BEGIN Supplied data

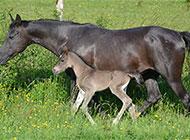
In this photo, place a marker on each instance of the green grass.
(34, 104)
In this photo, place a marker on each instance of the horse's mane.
(57, 22)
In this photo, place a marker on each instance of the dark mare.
(150, 50)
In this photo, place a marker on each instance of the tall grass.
(34, 104)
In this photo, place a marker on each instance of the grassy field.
(34, 104)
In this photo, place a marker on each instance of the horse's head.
(63, 62)
(16, 41)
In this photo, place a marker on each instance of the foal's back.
(97, 80)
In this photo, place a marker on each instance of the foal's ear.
(65, 50)
(18, 19)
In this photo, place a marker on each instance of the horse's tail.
(186, 38)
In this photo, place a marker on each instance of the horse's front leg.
(73, 88)
(78, 102)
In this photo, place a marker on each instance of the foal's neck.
(79, 66)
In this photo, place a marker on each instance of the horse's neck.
(79, 66)
(47, 36)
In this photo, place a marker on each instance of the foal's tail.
(186, 38)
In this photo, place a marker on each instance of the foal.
(90, 80)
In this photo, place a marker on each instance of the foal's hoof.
(137, 114)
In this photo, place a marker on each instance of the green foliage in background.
(34, 104)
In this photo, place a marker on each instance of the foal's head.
(64, 62)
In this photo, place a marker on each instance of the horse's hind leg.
(173, 73)
(84, 107)
(180, 91)
(78, 102)
(127, 103)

END Supplied data

● **What to produce**: Each of the lines from the one holding "horse's hind leg." through the final line of the entries is to be set down exactly, and no others.

● **Exercise solution**:
In this photo, place a marker on each instance of the horse's hind leg.
(173, 73)
(84, 107)
(180, 91)
(78, 102)
(127, 103)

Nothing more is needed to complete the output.